**REQUIRED TASK 1:**
Translate this sentence from the forum post on retail pricing into Spanish: "I learned early on that trying to undercut the competition is a complete waste of time and energy, and can possibly bury a company."
**REQUIRED TASK 2:**
How many lines of the records contain the string "tree"? Case counts; reply with the number alone.

:: SELECTED PASSAGE ::

I will drop ya a line later today, Pink ... I was curious about your LA move you mentioned in a thread at T-Jet support forums.

Also thanks, learning the flash stuff was a pain, but worth it. I started web design back in 1996, so it's nice to know I haven't lost my touch. I've still trying to finish the corporate site (very nice like the gunslinger one), and one for our little resteraunt (not as flashy) ... but right now, getting the online store up is priority between custom jobs.

Debz has been on myspace for awhile now, to easily keep in touch with her family scattered around southern california (we are refugees from Hollyweird). I had a personal myspace, to try to connect with folks locally here (specifically, gamblers and amatuer musicians) and blog about the resteraunt ... but I got spammed to holy hell, and dumped it. I am going to set up a Yahoo 360 thingy, but after hearing the boost folks are getting from myspace ... I don't think I have any choice but to grab a new account with myspace.

And opposite for us, our success has mostly been the online stuff (almost 15 years now).

I think I see your point on pricing, but not sure. Could you elaborate?

For retail, I wanted to make it simple, and as competitive as possible, without getting silly about it. I learned early on that trying to undercut the competition is a complete waste of time and energy, and can possibly bury a company. If printers want to sell white tees for 10 bucks to try to keep up with K-mart, more power to em ... but it just won't happen. LOL, Debz told me when I first got my prints up at the shop, a couple of teen girls had come in and liked the prints but thought 19.95 was too much ... well, K-mart and Wal-mart are on the other side of town, but they don't carry MY prints. I will never get as big as those guys, and just don't need that kind of headache.

:::
:: PROVIDED RECORDS ::

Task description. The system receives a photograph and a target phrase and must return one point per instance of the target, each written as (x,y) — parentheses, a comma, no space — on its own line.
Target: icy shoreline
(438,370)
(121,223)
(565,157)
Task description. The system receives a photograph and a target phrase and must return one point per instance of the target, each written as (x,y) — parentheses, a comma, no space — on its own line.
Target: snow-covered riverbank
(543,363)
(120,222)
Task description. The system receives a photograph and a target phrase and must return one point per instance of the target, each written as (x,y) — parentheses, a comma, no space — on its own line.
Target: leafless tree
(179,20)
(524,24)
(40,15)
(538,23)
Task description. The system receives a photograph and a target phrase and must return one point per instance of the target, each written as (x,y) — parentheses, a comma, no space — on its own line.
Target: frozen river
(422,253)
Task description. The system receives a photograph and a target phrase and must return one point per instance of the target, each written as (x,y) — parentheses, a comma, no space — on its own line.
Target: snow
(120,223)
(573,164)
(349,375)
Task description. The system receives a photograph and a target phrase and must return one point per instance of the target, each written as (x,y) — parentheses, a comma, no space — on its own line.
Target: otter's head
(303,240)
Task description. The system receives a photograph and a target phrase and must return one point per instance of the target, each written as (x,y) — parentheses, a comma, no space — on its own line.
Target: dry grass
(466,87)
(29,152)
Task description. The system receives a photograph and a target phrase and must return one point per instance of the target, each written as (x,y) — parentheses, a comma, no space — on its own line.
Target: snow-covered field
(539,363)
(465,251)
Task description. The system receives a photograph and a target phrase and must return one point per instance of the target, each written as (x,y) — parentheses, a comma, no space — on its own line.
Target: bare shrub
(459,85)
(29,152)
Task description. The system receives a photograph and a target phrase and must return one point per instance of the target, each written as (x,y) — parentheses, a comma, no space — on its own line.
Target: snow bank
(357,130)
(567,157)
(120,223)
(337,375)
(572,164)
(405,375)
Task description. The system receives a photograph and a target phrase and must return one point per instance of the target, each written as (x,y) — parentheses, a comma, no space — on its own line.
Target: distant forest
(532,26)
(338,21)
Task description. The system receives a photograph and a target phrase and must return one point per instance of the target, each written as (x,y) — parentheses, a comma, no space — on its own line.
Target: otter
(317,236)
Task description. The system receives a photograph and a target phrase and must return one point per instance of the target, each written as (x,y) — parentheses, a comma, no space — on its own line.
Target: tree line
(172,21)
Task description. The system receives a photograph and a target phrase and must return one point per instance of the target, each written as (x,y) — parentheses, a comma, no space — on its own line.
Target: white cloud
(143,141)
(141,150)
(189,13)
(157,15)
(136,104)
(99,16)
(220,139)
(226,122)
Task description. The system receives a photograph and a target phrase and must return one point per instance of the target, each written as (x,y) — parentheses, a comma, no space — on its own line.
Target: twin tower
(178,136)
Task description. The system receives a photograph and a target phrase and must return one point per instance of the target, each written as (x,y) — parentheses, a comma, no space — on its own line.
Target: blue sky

:::

**FINISHED ANSWER 1:**
Aprendí desde el principio que intentar vender más barato que la competencia es una pérdida total de tiempo y energía, y que posiblemente puede hundir a una empresa.

**FINISHED ANSWER 2:**
2